— Arbeitsauftrag A —
Welche Projektpartner nennt der Text über das Projekt PRO*ACTIVE?
— Arbeitsauftrag B —
Führe den Text über das Projekt PRO*ACTIVE im Anschluss an seinen letzten Satz weiter.

— Textauszug —
+ + +

Neuer Weg wird erforscht

Mit dem Projekt PRO*ACTIVE geht die Klinik für Psychiatrie, Sozialpsychiatrie und Psychotherapie der Medizinischen Hochschule Hannover (MHH) nun einen neuen Weg: Das Programm soll die schnelle Wiedereingliederung von Patientinnen und Patienten mit Depressionen in den Arbeitsprozess proaktiv fördern. Das Projekt soll im Herbst dieses Jahres starten und wird vom Innovationsfonds des Gemeinsamen Bundesausschusses (G-BA) mit rund 4,2 Millionen Euro gefördert. Projektpartner sind die AOK Niedersachsen sowie das MHH-Institut für Biometrie und das MHH-Institut für Epidemiologie, Sozialmedizin und Gesundheitssystemforschung.

+ + +

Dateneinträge

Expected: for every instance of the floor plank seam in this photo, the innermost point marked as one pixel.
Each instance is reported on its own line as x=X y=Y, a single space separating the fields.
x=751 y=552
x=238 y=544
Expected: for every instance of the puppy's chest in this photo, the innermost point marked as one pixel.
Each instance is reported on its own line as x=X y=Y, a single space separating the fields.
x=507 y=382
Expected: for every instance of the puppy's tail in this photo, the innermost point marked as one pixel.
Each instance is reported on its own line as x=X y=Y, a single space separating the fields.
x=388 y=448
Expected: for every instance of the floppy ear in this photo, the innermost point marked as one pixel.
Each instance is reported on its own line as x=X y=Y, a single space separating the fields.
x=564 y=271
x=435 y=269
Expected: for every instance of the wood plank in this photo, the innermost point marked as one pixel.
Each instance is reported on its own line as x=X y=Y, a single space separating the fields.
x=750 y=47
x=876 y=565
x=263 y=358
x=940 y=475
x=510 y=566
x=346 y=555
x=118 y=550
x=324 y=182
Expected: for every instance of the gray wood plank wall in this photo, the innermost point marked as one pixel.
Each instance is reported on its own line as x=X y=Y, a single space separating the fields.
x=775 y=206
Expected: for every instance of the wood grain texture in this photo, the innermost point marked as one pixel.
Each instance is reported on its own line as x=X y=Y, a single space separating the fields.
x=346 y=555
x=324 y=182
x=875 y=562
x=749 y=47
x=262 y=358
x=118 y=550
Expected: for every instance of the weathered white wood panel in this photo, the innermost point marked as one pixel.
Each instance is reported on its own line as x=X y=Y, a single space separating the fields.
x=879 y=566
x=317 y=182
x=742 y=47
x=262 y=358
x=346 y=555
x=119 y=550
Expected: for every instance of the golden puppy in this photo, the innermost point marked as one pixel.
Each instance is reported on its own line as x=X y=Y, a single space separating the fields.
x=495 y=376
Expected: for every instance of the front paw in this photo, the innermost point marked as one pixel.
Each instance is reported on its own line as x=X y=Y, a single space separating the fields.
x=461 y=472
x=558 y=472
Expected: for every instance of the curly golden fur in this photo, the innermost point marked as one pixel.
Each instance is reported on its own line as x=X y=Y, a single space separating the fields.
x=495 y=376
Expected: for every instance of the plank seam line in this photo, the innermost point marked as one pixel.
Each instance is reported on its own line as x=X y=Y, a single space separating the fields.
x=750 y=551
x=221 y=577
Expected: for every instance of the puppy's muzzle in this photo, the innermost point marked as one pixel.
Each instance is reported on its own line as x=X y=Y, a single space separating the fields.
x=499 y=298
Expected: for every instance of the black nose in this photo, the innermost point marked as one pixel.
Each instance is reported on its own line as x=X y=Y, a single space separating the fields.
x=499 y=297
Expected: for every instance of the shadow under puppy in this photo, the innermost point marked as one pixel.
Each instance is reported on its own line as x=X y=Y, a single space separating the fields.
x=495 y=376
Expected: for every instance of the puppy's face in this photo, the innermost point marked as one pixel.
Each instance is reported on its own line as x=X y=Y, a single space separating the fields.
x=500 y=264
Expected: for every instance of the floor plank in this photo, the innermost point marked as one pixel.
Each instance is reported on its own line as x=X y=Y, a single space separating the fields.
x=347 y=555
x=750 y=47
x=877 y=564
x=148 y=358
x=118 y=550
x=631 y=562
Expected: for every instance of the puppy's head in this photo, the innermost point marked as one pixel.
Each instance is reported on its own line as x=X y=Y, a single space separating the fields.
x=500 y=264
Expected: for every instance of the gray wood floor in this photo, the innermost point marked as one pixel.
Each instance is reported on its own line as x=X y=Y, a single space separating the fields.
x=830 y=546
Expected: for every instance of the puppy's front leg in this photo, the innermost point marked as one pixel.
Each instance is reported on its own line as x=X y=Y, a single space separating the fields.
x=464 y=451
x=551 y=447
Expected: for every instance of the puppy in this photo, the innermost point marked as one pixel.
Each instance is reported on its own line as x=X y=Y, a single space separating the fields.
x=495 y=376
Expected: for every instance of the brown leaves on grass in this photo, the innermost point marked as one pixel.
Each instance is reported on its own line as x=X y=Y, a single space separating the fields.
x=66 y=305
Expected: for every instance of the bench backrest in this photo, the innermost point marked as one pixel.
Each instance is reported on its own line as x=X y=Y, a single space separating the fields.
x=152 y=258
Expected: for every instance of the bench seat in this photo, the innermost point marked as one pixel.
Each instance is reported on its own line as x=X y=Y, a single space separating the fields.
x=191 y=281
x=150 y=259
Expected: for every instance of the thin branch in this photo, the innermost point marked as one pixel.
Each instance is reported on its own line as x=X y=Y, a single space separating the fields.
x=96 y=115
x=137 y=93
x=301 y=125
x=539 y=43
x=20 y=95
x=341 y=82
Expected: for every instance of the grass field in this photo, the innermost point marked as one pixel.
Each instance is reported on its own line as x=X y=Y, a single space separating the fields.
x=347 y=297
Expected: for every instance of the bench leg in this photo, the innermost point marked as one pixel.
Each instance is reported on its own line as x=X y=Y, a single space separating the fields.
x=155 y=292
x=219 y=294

+ + +

— Antwort A —
- AOK Niedersachsen
- MHH-Institut für Biometrie
- MHH-Institut für Epidemiologie, Sozialmedizin und Gesundheitssystemforschung

— Antwort B —
Arbeit kann depressiven Menschen guttun

„…bei den allermeisten Patientinnen und Patienten mit Depressionen wirken sich lange Zeiten der Arbeitsunfähigkeit eher negativ aus“, sagt Professor Dr. Kai Kahl von der Klinik für Psychiatrie, Sozialpsychiatrie und Psychotherapie. Lange Zeit habe die Ansicht geherrscht, die Patientinnen und Patienten müssten durch Psychotherapie erst vollständig genesen sein, um dann an den Arbeitsplatz zurückkehren zu können. Aber das stimme so nicht. „Die Betroffenen von der Arbeit fernzuhalten macht überhaupt keinen Sinn. Viel besser ist es, die Therapie von Anfang an an den Arbeitsplatz anzupassen und die Arbeitsbedingungen so zu gestalten, dass sie den Genesungsprozess unterstützen.“ Arbeit sorge regelhaft für Struktur, soziale Kontakte und Wertschätzung. Das seien alles Dinge, die depressiven Menschen guttun. Das Projekt PRO*ACTIVE, das Professor Kahl gemeinsam mit seinem Kollegen Dr. Ivo Heitland startet, erfolge in vier Schritten:

  1. Zunächst identifiziere der Kooperationspartner AOK Versicherte mit Depressionsdiagnose und dem Risiko einer langfristigen Arbeitsunfähigkeit.
  2. Diese sollen dann proaktiv von Fallmanagerinnen und -managern der Krankenkasse kontaktiert und in das Projekt vermittelt werden.
  3. Im dritten Schritt erfolge ein Screening in der MHH. „Wir überprüfen die Depressionsdiagnose im Zweitmeinungsverfahren und sorgen dafür, dass die Patientinnen und Patienten zeitnah ambulant psychotherapeutisch versorgt werden“, erläutert Dr. Heitland.
  4. Schritt vier stelle dann die eigentliche Therapie dar. Diese soll wohnortnah in speziell dafür zertifizierten psychotherapeutischen Kooperationspraxen stattfinden.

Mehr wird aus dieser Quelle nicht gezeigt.